Work to be completed:
Using the line that contains "let me know where the black" as the first line and the last line of the data as the final one, give every line in that range again exactly.
BEGIN Material for the task
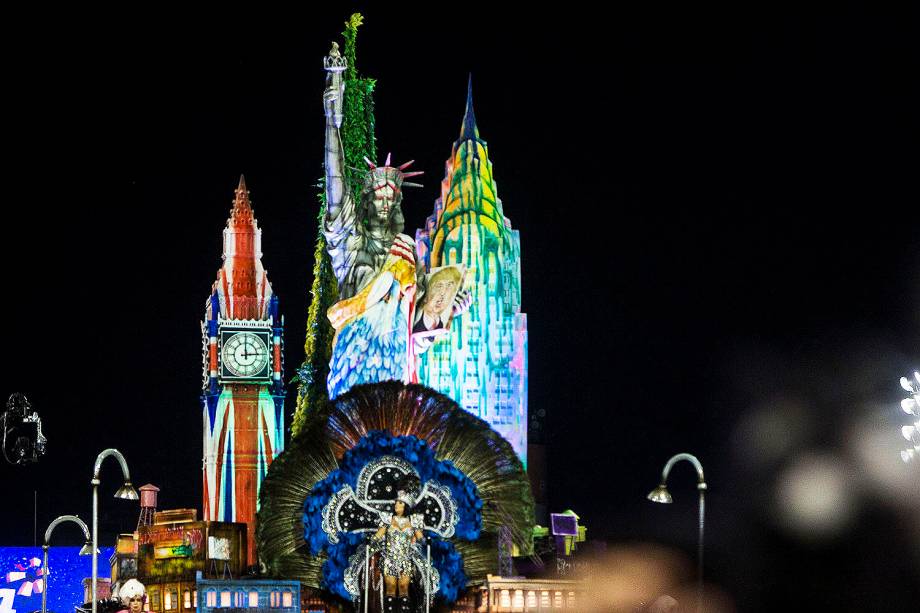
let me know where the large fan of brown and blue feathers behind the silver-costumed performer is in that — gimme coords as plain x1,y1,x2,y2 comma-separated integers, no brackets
256,381,534,596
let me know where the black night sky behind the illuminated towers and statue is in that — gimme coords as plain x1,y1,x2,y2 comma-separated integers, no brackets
0,2,920,611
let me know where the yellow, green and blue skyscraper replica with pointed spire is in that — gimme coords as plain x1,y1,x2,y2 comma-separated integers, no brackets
416,83,527,463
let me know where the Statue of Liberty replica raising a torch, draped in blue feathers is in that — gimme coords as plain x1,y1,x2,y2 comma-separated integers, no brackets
323,43,470,400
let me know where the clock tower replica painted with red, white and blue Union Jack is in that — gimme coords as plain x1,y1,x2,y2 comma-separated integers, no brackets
201,176,285,565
END Material for the task
Final answer:
let me know where the black night sky behind the illuminated towers and statue is in that — gimme coords as plain x1,y1,x2,y2 comma-separated integers, no brackets
0,2,920,611
let me know where the yellow, green and blue skyscraper replica with pointed spire is in that — gimme coords as plain x1,y1,x2,y2 comma-separated integers, no brackets
416,83,527,463
let me know where the Statue of Liberty replica raising a torch, draped in blue feathers is in that — gimme coords as plain x1,y1,x2,y2 comma-separated integers, no brackets
323,43,470,400
let me know where the clock tower replica painted with red, white and blue Union Jack is in that — gimme coords as plain x1,y1,x2,y2 comma-separated integers, no brackets
201,176,285,565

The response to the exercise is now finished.